Dataset records:
"""

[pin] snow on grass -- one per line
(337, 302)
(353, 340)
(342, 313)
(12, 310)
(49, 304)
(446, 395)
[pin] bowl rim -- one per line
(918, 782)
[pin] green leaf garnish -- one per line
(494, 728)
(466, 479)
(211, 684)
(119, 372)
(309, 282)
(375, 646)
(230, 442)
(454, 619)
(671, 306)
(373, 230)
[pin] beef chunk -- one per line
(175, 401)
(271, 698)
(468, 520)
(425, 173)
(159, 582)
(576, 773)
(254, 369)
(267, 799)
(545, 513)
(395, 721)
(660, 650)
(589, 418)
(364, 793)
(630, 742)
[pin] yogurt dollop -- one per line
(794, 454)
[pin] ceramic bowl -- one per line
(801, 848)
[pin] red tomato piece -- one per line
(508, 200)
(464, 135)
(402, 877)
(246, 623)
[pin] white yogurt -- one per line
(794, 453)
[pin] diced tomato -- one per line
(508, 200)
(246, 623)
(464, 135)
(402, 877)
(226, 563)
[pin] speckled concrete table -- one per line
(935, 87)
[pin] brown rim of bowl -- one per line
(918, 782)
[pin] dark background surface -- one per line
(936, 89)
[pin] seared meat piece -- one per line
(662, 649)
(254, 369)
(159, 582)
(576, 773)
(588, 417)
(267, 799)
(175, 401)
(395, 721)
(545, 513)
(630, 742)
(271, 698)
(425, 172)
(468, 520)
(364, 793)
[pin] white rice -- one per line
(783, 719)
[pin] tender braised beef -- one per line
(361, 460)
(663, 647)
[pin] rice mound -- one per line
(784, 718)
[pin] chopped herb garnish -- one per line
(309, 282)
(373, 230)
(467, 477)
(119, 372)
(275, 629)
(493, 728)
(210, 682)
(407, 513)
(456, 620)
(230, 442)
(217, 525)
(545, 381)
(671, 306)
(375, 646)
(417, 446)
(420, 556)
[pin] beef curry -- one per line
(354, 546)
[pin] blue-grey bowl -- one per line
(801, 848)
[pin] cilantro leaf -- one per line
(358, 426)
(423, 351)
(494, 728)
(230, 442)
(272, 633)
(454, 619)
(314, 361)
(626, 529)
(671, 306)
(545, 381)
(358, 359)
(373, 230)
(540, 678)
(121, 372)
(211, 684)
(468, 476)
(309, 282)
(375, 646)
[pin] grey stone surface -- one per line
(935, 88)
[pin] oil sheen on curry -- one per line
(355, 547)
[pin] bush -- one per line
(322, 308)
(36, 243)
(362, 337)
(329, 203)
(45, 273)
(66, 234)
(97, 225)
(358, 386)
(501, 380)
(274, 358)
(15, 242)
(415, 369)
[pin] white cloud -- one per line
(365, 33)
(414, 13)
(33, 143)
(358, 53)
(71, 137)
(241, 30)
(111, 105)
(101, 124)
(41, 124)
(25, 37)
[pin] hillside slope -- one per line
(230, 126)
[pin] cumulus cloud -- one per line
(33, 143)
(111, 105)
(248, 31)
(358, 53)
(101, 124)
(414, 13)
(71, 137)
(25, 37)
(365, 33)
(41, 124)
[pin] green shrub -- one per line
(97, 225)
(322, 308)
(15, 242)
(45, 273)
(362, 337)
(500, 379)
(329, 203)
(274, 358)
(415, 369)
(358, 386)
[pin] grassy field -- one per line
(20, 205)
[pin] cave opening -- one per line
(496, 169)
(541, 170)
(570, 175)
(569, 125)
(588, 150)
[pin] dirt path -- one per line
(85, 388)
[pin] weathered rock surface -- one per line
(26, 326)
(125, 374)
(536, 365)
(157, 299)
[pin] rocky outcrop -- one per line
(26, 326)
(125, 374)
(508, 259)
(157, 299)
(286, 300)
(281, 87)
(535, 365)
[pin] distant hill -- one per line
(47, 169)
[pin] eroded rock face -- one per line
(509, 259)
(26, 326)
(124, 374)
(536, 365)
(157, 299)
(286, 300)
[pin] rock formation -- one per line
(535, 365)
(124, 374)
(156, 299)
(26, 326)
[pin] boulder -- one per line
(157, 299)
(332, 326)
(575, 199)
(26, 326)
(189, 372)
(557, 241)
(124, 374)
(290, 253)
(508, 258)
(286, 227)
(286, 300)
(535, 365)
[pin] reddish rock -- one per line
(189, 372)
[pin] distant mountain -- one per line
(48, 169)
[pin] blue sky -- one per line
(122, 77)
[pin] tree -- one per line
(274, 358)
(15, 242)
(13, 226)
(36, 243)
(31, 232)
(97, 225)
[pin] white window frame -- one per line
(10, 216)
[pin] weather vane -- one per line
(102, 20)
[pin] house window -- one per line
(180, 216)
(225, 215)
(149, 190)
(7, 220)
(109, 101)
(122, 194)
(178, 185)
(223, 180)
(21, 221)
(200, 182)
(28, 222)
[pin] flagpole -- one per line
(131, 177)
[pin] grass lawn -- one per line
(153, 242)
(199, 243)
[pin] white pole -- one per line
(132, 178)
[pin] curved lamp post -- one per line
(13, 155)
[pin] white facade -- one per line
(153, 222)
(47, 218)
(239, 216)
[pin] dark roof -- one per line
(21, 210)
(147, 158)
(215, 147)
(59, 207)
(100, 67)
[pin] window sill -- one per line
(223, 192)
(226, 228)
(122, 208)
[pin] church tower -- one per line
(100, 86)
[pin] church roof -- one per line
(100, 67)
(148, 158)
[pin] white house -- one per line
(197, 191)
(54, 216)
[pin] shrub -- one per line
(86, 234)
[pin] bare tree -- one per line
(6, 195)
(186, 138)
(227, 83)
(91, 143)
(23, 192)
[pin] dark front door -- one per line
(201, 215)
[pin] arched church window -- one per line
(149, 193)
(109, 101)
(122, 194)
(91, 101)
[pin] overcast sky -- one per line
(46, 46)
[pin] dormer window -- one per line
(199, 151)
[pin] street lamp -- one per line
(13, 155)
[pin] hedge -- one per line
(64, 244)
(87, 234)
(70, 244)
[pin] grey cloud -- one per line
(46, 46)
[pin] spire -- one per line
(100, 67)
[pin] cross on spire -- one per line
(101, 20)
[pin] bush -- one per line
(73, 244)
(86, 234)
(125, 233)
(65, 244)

"""

The problem: Could each line above be retyped exactly?

Written answer:
[pin] snow on grass -- one per line
(337, 302)
(353, 340)
(342, 313)
(12, 310)
(49, 304)
(446, 395)
[pin] bowl rim -- one per line
(918, 782)
[pin] green leaf garnish -- one per line
(494, 728)
(466, 479)
(211, 684)
(119, 372)
(309, 282)
(375, 646)
(230, 442)
(454, 619)
(671, 306)
(373, 230)
[pin] beef chunk -- one per line
(175, 401)
(271, 698)
(468, 520)
(425, 173)
(159, 582)
(576, 773)
(254, 369)
(267, 799)
(545, 513)
(395, 721)
(660, 650)
(589, 418)
(364, 793)
(630, 742)
[pin] yogurt dollop -- one per line
(794, 454)
[pin] ceramic bowl -- one per line
(801, 848)
[pin] red tomato piece -- one per line
(508, 200)
(464, 135)
(402, 877)
(246, 623)
[pin] white yogurt -- one per line
(794, 453)
[pin] diced tomato -- one per line
(508, 200)
(246, 623)
(464, 135)
(402, 877)
(226, 563)
[pin] speckled concrete table -- one per line
(935, 87)
[pin] brown rim of bowl -- one per line
(918, 782)
[pin] dark background surface -- one per line
(936, 89)
[pin] seared meat piece -- one per line
(662, 649)
(254, 369)
(159, 582)
(576, 773)
(588, 417)
(267, 799)
(175, 401)
(395, 721)
(545, 513)
(630, 742)
(271, 698)
(425, 172)
(468, 520)
(364, 793)
[pin] white rice -- one per line
(783, 719)
[pin] tender braised beef -- one per line
(361, 460)
(663, 647)
[pin] rice mound -- one per line
(784, 718)
[pin] chopped herb garnish -- one per line
(309, 282)
(373, 230)
(467, 477)
(119, 372)
(275, 629)
(493, 728)
(210, 682)
(407, 513)
(456, 620)
(230, 442)
(217, 525)
(545, 381)
(671, 306)
(375, 646)
(417, 446)
(420, 556)
[pin] beef curry -- one per line
(354, 546)
[pin] blue-grey bowl -- one per line
(801, 848)
[pin] cilantro leaf -- one per line
(358, 426)
(423, 351)
(494, 728)
(230, 442)
(272, 633)
(454, 619)
(314, 361)
(626, 529)
(671, 306)
(545, 381)
(358, 359)
(373, 230)
(540, 678)
(121, 372)
(211, 684)
(468, 476)
(309, 282)
(375, 646)
[pin] grey stone surface -- one per line
(935, 88)
[pin] oil sheen on curry -- one per line
(355, 547)
[pin] bush -- one per line
(322, 308)
(36, 243)
(362, 337)
(329, 203)
(45, 273)
(66, 234)
(97, 225)
(358, 386)
(501, 380)
(274, 358)
(15, 242)
(415, 369)
[pin] white cloud -- one per line
(365, 33)
(414, 13)
(33, 143)
(358, 53)
(71, 137)
(241, 30)
(111, 105)
(101, 124)
(41, 124)
(25, 37)
[pin] hillside slope -- one per line
(230, 126)
[pin] cumulus cloud -- one per line
(33, 143)
(111, 105)
(248, 31)
(358, 53)
(101, 124)
(414, 13)
(71, 137)
(25, 37)
(365, 33)
(41, 124)
[pin] green shrub -- one per line
(97, 225)
(322, 308)
(15, 242)
(45, 273)
(362, 337)
(500, 379)
(329, 203)
(274, 358)
(415, 369)
(358, 386)
[pin] grassy field -- one per line
(20, 205)
[pin] cave opening -- one per line
(496, 169)
(541, 170)
(570, 175)
(569, 125)
(588, 150)
[pin] dirt path -- one per line
(85, 388)
[pin] weathered rock surface -- one per line
(26, 326)
(125, 374)
(536, 365)
(157, 299)
[pin] rocky outcrop -- one per line
(26, 326)
(125, 374)
(508, 259)
(157, 299)
(286, 300)
(281, 87)
(535, 365)
[pin] distant hill -- one per line
(47, 169)
[pin] eroded rock face -- one per line
(509, 259)
(26, 326)
(124, 374)
(536, 365)
(157, 299)
(286, 300)
[pin] rock formation -- one per line
(535, 365)
(124, 374)
(156, 299)
(26, 326)
[pin] boulder -- one per line
(157, 299)
(332, 326)
(575, 199)
(26, 326)
(189, 372)
(557, 241)
(124, 374)
(290, 253)
(508, 258)
(286, 227)
(286, 300)
(535, 365)
[pin] reddish rock -- one per line
(189, 372)
[pin] distant mountain -- one per line
(48, 169)
[pin] blue sky -- one per line
(122, 77)
[pin] tree -- one per line
(274, 358)
(15, 242)
(13, 226)
(36, 243)
(31, 232)
(97, 225)
[pin] white window frame -- one per line
(10, 216)
[pin] weather vane -- one per line
(102, 20)
[pin] house window -- one per line
(180, 216)
(225, 215)
(149, 190)
(7, 220)
(109, 101)
(122, 194)
(178, 185)
(223, 180)
(21, 221)
(200, 182)
(28, 222)
[pin] flagpole -- one per line
(131, 177)
[pin] grass lawn -- one per line
(153, 242)
(199, 243)
[pin] white pole -- one per line
(132, 178)
[pin] curved lamp post -- one per line
(13, 155)
[pin] white facade -- one per line
(153, 222)
(47, 218)
(239, 216)
[pin] dark roof -- one per line
(21, 210)
(147, 158)
(215, 147)
(59, 207)
(100, 67)
[pin] window sill -- one per line
(223, 192)
(226, 228)
(122, 208)
[pin] church tower -- one per line
(100, 86)
[pin] church roof -- one per line
(100, 67)
(148, 158)
[pin] white house -- one per line
(197, 191)
(54, 216)
[pin] shrub -- one per line
(86, 234)
[pin] bare tree -- one per line
(6, 195)
(186, 138)
(227, 83)
(91, 143)
(23, 192)
[pin] dark front door -- one per line
(201, 215)
[pin] arched church window -- one per line
(149, 193)
(109, 101)
(122, 194)
(91, 101)
[pin] overcast sky -- one per line
(46, 46)
[pin] dormer window -- one per line
(199, 151)
[pin] street lamp -- one per line
(13, 155)
[pin] hedge -- one per line
(64, 244)
(87, 234)
(70, 244)
[pin] grey cloud -- one per line
(46, 46)
[pin] spire -- one per line
(100, 67)
[pin] cross on spire -- one per line
(101, 20)
[pin] bush -- one per line
(73, 244)
(86, 234)
(125, 233)
(65, 244)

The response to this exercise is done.